> [PROBLEM DESCRIPTION] Print only the lines from the top of the data through the line with "I bet you can find the thin bare twig here.", both included, skipping every picture.

── STORED DATA

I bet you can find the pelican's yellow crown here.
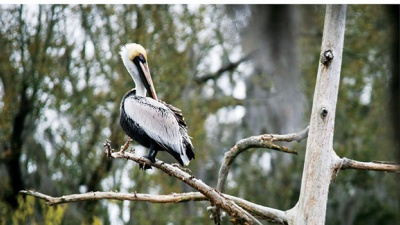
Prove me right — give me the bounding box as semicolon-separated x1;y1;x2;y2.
120;43;147;61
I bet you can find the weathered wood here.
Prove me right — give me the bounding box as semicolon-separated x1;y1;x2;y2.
20;190;287;223
286;5;347;225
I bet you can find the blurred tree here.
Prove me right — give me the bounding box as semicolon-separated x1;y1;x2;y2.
219;4;399;225
225;5;307;213
0;3;67;208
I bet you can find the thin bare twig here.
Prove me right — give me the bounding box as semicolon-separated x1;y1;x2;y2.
195;50;258;84
340;157;400;173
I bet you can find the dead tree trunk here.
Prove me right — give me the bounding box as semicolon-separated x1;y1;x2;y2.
287;5;347;225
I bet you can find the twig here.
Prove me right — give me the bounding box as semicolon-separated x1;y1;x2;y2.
19;190;286;223
213;126;309;224
340;157;400;173
120;137;132;153
195;50;258;84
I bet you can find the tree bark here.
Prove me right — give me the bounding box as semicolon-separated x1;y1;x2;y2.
287;5;346;225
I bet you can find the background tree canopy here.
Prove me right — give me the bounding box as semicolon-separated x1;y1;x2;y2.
0;4;398;225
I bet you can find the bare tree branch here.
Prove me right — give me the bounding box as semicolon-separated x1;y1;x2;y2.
225;195;287;224
103;140;262;225
339;157;400;173
20;190;205;206
211;127;309;224
19;190;287;223
212;127;308;224
216;126;308;194
194;50;258;84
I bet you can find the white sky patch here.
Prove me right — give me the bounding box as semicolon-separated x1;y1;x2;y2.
148;184;162;195
217;75;232;96
92;72;110;95
22;5;39;34
51;171;63;181
34;109;58;157
257;153;271;173
65;7;85;47
226;172;238;189
27;161;37;174
62;79;74;96
85;40;95;60
122;200;130;222
205;106;246;142
204;114;218;140
342;77;356;86
102;127;111;138
233;79;246;99
209;45;224;72
202;80;215;98
120;162;137;192
76;76;87;91
360;77;372;105
79;184;88;193
216;106;245;124
104;200;135;225
108;203;123;225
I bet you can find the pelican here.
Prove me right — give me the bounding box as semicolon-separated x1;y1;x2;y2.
119;43;195;170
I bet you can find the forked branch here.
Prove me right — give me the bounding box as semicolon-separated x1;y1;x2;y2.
216;126;309;194
212;127;309;225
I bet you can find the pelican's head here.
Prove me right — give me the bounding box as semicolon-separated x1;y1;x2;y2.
120;43;158;100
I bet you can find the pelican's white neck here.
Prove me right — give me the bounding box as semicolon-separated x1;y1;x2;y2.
127;63;147;97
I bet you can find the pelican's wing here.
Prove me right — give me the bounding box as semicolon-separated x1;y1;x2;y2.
124;96;184;156
160;100;188;129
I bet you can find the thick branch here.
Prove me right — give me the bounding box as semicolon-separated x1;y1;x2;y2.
103;140;262;225
19;190;286;223
288;5;347;225
339;157;400;173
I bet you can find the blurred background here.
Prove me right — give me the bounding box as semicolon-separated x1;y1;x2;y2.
0;4;398;225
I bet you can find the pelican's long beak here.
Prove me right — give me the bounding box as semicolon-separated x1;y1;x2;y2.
135;60;158;101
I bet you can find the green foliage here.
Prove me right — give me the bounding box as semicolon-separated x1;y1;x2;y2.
12;196;35;225
41;201;67;225
7;195;66;225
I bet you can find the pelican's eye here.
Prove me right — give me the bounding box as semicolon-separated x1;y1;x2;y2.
138;53;146;63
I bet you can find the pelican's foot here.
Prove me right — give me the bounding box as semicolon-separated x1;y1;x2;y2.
139;156;156;170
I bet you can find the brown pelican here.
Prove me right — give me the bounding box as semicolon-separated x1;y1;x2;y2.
119;43;195;170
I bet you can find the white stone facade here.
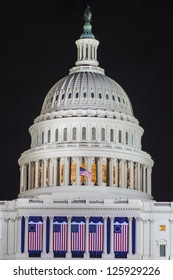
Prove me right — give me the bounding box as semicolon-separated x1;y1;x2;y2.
0;7;172;260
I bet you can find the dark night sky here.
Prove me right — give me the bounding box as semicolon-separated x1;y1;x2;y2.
0;0;173;201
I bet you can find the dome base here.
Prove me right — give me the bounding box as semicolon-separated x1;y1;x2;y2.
18;185;153;201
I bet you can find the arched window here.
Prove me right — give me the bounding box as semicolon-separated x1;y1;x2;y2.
119;130;122;143
72;127;76;140
91;92;94;98
125;132;128;145
82;127;86;140
41;132;44;145
63;128;67;141
55;129;58;142
92;127;96;141
76;92;79;98
99;92;102;99
101;128;105;141
48;130;51;143
110;129;114;142
83;92;87;98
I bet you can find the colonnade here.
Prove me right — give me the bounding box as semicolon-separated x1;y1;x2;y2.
20;157;151;195
17;216;139;258
1;216;173;259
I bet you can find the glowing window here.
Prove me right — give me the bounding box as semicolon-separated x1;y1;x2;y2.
159;225;166;231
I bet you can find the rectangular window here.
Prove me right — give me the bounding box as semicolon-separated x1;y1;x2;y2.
160;244;166;257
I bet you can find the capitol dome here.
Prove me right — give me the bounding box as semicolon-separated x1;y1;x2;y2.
18;5;153;202
40;71;133;118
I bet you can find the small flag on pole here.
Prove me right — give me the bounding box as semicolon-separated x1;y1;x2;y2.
80;167;91;178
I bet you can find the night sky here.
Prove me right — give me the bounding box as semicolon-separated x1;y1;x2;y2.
0;0;173;201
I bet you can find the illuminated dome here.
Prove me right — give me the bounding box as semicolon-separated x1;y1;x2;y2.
40;72;133;118
18;5;153;201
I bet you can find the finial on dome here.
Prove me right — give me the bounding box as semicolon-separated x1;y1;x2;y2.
80;5;95;39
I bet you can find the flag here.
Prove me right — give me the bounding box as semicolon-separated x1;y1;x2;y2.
114;221;128;252
28;216;43;252
89;221;103;252
80;167;91;178
71;222;86;252
53;221;68;252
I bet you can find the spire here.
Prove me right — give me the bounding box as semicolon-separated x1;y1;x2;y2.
80;5;95;39
69;5;104;74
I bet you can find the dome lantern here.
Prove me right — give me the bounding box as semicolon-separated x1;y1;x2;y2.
73;5;101;70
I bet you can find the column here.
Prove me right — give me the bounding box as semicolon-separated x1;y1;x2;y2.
28;162;31;190
103;217;107;255
143;219;150;259
110;217;114;257
65;157;70;186
121;160;125;187
43;159;47;187
135;217;140;258
14;218;18;254
84;217;89;258
53;158;57;186
42;217;47;255
76;158;80;185
115;159;118;187
147;168;152;195
137;163;140;191
3;218;8;257
20;166;24;193
8;218;15;256
139;218;144;259
130;161;134;189
124;160;127;188
169;220;173;259
143;166;146;192
87;158;92;186
88;44;91;60
150;219;155;259
127;217;132;257
97;157;103;186
67;217;71;258
16;217;21;254
49;217;53;257
35;161;39;188
49;159;53;186
109;158;113;187
24;217;28;254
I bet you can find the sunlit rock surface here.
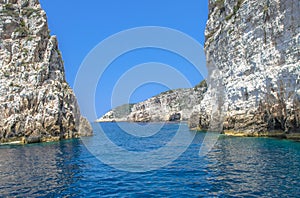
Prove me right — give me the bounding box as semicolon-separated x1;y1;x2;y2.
190;0;300;136
0;0;92;143
97;81;207;122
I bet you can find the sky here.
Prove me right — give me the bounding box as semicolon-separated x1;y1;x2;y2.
39;0;209;120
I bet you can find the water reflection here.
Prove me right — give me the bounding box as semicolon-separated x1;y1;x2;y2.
206;137;300;197
0;125;299;197
0;140;83;197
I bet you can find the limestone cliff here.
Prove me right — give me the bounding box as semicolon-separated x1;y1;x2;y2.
97;81;207;122
0;0;92;143
190;0;300;137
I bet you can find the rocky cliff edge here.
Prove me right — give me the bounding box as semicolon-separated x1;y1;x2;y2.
0;0;92;143
190;0;300;138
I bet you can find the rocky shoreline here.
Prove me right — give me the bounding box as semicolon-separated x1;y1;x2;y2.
189;0;300;136
97;81;207;123
1;0;298;144
98;1;299;139
0;0;92;144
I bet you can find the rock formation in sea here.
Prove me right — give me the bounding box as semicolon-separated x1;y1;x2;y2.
189;0;300;137
97;81;207;122
0;0;92;143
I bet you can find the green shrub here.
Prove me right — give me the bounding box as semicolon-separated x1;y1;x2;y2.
114;104;135;118
225;0;244;21
22;8;37;17
215;0;225;8
225;13;234;21
4;4;14;11
1;4;18;17
228;29;234;34
194;80;207;90
56;49;62;57
15;26;28;37
20;19;26;27
4;71;10;78
160;89;174;95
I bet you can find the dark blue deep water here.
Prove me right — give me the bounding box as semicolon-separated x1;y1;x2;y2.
0;123;300;197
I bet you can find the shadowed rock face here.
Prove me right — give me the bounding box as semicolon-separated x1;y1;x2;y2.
190;0;300;136
0;0;92;143
97;81;208;123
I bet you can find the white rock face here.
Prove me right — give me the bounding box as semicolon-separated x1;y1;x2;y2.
190;0;300;135
0;0;92;143
97;82;207;122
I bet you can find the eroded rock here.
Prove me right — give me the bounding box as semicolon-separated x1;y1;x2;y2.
0;0;92;143
97;81;207;123
190;0;300;136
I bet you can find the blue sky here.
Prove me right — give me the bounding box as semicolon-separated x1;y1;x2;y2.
39;0;209;119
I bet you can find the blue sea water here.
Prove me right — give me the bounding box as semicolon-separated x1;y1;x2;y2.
0;123;300;197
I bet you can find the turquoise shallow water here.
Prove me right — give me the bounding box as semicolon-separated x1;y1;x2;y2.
0;123;300;197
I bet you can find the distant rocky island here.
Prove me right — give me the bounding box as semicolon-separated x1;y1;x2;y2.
97;81;207;122
0;0;299;143
0;0;92;144
99;0;300;139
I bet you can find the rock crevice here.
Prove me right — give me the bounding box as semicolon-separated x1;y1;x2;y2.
190;0;300;137
0;0;92;143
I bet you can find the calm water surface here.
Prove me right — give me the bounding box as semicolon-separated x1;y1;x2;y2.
0;123;299;197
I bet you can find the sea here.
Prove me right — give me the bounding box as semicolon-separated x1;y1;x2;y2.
0;122;299;197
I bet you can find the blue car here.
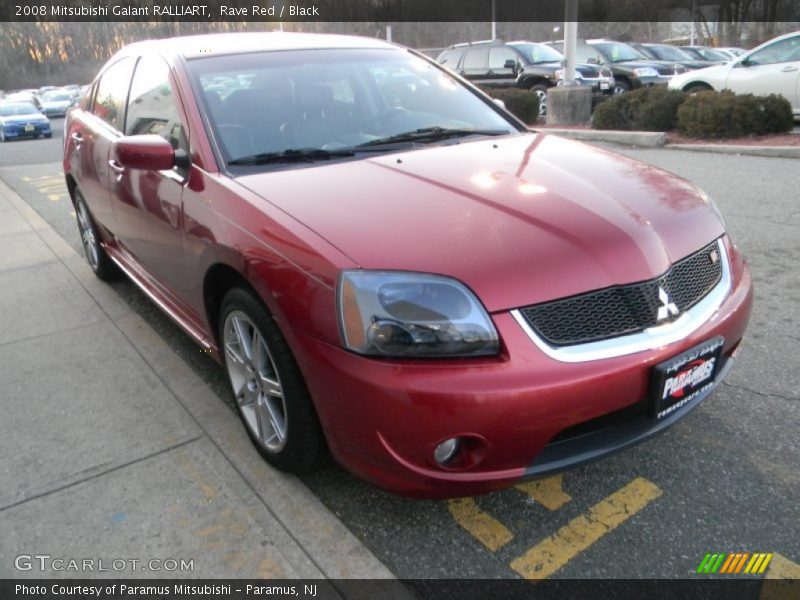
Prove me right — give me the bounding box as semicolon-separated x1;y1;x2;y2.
0;102;52;141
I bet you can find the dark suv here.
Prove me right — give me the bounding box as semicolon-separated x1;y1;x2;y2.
436;40;614;116
548;39;688;94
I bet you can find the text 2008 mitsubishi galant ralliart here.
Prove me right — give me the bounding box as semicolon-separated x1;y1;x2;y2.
63;32;752;498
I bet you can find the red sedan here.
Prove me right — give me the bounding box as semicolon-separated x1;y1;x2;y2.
63;33;752;498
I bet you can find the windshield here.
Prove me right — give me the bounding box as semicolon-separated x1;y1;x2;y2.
187;48;517;167
43;91;72;101
509;43;563;64
0;103;39;116
649;45;693;61
591;42;647;62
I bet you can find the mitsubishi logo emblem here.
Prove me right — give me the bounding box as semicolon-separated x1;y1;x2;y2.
656;287;679;321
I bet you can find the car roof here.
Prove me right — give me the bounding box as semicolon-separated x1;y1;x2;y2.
115;31;399;61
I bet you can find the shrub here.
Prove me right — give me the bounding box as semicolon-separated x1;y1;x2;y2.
759;94;795;134
592;86;686;131
677;90;794;138
480;87;540;124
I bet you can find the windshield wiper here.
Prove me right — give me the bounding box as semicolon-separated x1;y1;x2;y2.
356;127;510;148
228;147;355;165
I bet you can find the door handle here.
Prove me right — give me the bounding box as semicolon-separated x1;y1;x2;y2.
781;65;798;72
108;159;125;175
71;132;83;146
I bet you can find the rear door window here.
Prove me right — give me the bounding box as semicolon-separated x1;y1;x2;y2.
92;57;135;131
463;48;489;70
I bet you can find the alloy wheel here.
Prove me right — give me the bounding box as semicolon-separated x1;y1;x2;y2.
223;310;288;453
76;198;100;271
534;89;548;117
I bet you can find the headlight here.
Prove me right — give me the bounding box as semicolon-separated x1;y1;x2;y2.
633;67;659;77
338;271;499;358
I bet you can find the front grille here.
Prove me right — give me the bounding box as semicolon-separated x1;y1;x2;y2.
518;240;723;347
576;66;600;77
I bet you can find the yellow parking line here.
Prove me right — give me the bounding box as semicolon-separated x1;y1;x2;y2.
48;194;61;201
516;474;572;511
447;497;514;552
510;477;662;580
26;174;62;182
33;184;67;193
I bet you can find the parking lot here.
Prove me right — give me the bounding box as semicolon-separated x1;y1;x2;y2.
0;118;797;581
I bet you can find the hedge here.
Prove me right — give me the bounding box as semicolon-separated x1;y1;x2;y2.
592;86;686;131
480;87;540;124
676;90;794;138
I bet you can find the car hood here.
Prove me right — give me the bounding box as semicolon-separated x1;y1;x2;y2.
235;133;725;312
42;101;71;108
669;63;727;88
0;114;47;124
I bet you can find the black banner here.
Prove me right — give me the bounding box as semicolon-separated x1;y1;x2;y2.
0;578;787;600
3;0;800;22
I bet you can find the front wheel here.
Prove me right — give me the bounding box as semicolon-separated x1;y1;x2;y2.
220;287;327;473
614;80;631;95
684;82;713;94
74;191;118;280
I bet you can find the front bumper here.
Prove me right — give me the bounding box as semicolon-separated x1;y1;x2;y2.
1;123;51;139
632;74;675;88
288;240;753;498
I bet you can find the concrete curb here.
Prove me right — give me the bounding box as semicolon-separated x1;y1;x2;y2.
0;176;406;589
539;127;799;157
666;143;800;159
539;127;667;148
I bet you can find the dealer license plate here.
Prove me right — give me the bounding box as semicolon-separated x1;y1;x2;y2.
649;336;724;420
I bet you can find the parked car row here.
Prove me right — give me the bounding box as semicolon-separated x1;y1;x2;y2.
0;83;90;142
669;31;800;118
435;32;799;120
436;39;615;116
0;83;87;116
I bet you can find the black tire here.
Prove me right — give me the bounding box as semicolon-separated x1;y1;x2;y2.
684;82;713;94
44;133;52;138
219;287;327;473
529;84;549;117
74;190;118;281
614;79;631;95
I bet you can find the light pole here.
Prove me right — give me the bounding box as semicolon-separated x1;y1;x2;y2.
491;0;497;40
562;0;578;86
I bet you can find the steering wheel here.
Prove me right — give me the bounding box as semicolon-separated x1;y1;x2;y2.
369;106;409;133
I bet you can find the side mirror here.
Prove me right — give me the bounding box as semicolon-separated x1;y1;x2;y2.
492;98;507;110
587;57;599;64
114;135;176;171
504;59;517;70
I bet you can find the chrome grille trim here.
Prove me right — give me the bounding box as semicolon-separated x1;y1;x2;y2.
511;239;731;363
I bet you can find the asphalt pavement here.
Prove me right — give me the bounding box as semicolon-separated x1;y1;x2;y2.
0;121;797;583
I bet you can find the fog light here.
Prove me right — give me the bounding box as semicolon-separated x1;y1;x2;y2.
434;438;460;465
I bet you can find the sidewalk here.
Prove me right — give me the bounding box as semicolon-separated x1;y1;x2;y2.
0;177;396;585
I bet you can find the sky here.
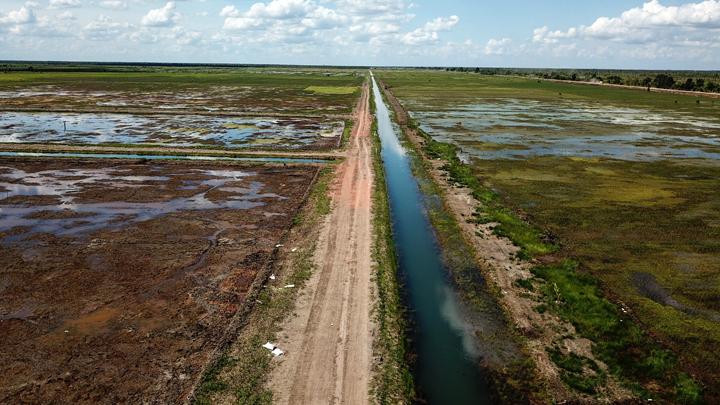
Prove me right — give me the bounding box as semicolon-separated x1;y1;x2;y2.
0;0;718;69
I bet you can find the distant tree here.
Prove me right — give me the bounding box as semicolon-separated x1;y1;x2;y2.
653;74;675;89
641;77;652;87
696;78;705;90
679;78;695;91
606;75;623;85
474;67;480;73
706;81;719;92
571;73;577;81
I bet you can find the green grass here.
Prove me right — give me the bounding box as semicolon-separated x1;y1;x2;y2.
305;86;359;95
381;82;546;404
411;121;558;260
377;70;716;402
379;70;720;118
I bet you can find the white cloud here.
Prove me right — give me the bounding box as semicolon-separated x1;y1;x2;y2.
534;0;720;45
0;7;36;26
99;0;127;10
484;38;512;55
49;0;81;9
141;1;179;27
401;15;459;45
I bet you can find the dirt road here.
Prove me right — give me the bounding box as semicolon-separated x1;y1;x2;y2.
268;82;375;404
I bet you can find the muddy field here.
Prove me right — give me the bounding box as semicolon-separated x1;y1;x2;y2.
0;158;317;403
0;112;344;150
0;70;363;115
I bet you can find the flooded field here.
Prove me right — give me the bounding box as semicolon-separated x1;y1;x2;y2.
411;99;720;161
379;70;720;401
0;70;362;115
0;112;344;150
0;158;317;403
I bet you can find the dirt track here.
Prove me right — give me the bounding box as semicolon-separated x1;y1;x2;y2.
269;82;375;404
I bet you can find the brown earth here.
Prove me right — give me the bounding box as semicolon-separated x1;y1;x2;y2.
268;81;375;404
0;142;344;161
379;82;634;404
0;158;318;404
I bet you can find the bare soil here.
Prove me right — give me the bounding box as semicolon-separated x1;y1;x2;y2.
268;82;375;404
0;158;317;404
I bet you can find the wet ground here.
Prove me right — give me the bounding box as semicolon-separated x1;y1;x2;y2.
0;84;353;114
410;99;720;161
0;158;317;403
0;112;344;150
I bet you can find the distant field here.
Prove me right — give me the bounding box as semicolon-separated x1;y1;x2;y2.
0;69;363;115
379;70;720;402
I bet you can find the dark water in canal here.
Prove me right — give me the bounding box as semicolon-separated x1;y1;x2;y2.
371;75;493;404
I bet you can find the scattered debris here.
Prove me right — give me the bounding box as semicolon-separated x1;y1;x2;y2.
269;274;276;281
284;284;295;289
291;247;298;252
275;244;284;248
262;342;285;357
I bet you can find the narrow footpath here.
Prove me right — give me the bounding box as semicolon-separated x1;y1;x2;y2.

────

> [WRITTEN SOLUTION]
I bet you can find the pelican's yellow crown here.
Prove me right — give me the bounding box as semicolon-separated x1;y1;x2;y2.
120;43;147;61
I bet you can find the weathered wood here.
Prove me right — give me the bounding box as semicolon-separated x1;y1;x2;y2.
20;190;287;223
286;5;347;225
I bet you can find the blurred tree here.
Prove me right — give me the bounding box as semicolon-separated x1;y1;x2;y2.
219;4;399;225
225;5;307;213
0;3;67;208
I bet you can find the thin bare twig here.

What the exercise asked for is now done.